[EXERCISE DETAILS] In the records below, count every line containing "pergola". Reply with the number only.

══ SOURCE RECORDS

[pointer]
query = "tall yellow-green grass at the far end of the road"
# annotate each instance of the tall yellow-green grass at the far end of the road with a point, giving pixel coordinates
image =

════
══ SOURCE RECORDS

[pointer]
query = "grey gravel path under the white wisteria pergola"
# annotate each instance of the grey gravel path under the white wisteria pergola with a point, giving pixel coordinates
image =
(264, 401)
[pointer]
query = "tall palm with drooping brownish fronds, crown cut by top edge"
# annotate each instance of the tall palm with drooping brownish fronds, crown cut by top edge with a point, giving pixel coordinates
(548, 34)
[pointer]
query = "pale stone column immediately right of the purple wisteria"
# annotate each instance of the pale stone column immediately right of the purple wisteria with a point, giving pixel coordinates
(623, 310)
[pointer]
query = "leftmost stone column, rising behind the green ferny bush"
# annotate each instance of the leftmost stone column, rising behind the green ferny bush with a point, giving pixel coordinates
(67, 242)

════

[ANSWER] 2